掲載本文:
....................
グローバル教育
NIPPON EXPRESSホールディングス 常務執行役員 南アジア・オセアニア地域総括 兼 NX南アジア・オセアニア株式会社 取締役社長 田中 博之氏

企業からの声 Focus On The Future

当社は「モノを運ぶ」という、いわば無形のサービスを
提供しています。お客さまの商品によって、
自由な発想でお客さま満足度を高めることができ、
必ずしも決まったものが最善とは限りません。

言い換えれば、「できる・できない」ではなく、「どうやったらできるのか」を考え、諸条件の中で

最善の方法を見つけ出すことが必要なのです。

 

グローバル時代を迎えた今、企業が求める人材、教育とは何でしょうか。
企業の方からお話をうかがいました

Q. 御社の紹介をお願いします。

弊社は2022年にホールディング体制に移行し、日本通運株式会社からNIPPONEXPRESSホールディングス株式会社に社名を変更しました。読者の皆さまの中には、以前の「丸通(円の中に「通」の文字)」という赤いロゴを思い出してくださる方も多いことでしょう。主な事業内容は、物流業、そして引越事業です。以前のロゴのイメージから、日本に深く根差した会社だと思われがちですが、実は海外にも広域で進出しており、49カ国、313都市、733拠点を有しています。海外拠点は、1962年に米国日本通運を設立しました。アジアでは1973年に第一号としてシンガポール日本通運を設立し、今年で50周年になります。
....................
表示情報:
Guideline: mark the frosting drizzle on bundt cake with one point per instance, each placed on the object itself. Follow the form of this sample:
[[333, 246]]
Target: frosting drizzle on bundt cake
....................
依頼内容:
1. 掲載本文に出てくる西暦年をすべて挙げてください。
2. 掲載本文によると、同社は海外にいくつの拠点を有していますか。
3. 掲載本文のうち、「グローバル時代を迎えた今、企業が求める人材、教育とは何でしょうか。」と「通運を設立し、今年で50周年になります。」の間を、両端も含めて一字一句そのまま書き写してください。
データは掲載本文とは別の資料です。

課題別の結果:
1. 2022年、1962年、1973年

2. 733拠点です。

3.
グローバル時代を迎えた今、企業が求める人材、教育とは何でしょうか。
企業の方からお話をうかがいました

Q. 御社の紹介をお願いします。

弊社は2022年にホールディング体制に移行し、日本通運株式会社からNIPPONEXPRESSホールディングス株式会社に社名を変更しました。読者の皆さまの中には、以前の「丸通(円の中に「通」の文字)」という赤いロゴを思い出してくださる方も多いことでしょう。主な事業内容は、物流業、そして引越事業です。以前のロゴのイメージから、日本に深く根差した会社だと思われがちですが、実は海外にも広域で進出しており、49カ国、313都市、733拠点を有しています。海外拠点は、1962年に米国日本通運を設立しました。アジアでは1973年に第一号としてシンガポール日本通運を設立し、今年で50周年になります。